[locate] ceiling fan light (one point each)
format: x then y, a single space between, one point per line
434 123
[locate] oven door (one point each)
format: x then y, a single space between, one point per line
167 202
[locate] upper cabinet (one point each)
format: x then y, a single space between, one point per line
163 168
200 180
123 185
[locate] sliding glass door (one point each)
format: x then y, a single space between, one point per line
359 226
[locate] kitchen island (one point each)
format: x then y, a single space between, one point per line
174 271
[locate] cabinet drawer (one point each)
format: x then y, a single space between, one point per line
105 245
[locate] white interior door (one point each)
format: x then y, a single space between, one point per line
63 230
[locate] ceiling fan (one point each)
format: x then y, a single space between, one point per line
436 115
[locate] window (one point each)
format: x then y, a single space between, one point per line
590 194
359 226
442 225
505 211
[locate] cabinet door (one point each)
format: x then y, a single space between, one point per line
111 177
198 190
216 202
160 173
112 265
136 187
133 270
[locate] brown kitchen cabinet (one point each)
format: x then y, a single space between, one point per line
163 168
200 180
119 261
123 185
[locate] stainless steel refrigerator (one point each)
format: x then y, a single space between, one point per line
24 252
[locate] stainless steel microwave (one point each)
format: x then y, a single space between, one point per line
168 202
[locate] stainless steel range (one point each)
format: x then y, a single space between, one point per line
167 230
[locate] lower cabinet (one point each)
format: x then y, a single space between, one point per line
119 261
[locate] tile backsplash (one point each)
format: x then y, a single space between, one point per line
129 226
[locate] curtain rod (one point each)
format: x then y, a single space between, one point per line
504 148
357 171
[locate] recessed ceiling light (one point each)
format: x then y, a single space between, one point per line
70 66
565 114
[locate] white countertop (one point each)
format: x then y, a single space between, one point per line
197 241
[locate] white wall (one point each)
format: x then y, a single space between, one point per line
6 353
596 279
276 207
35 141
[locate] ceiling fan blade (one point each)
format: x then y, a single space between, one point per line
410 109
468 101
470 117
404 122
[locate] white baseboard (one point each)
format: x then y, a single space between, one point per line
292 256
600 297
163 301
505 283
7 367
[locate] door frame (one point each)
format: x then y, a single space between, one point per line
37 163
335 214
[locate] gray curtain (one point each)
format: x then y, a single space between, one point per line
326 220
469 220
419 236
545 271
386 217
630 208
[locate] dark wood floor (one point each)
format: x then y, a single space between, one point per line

============

• Brief: Reproduce every line from the one that contains "[locate] door frame (one point each)" through the end of the records above, moving each point by adding 93 to both its x and y coordinates and leaving all other lines unchanged.

• Result for this exercise:
[locate] door frame (one point each)
format: x then y, a single space between, one point per line
130 256
428 307
[locate] gray curtain (one point each)
format: x then y, a single space between, one point per line
419 313
562 313
512 329
638 364
479 310
723 301
[locate] dark wood floor (one point each)
format: x then y, a single space between, one point per line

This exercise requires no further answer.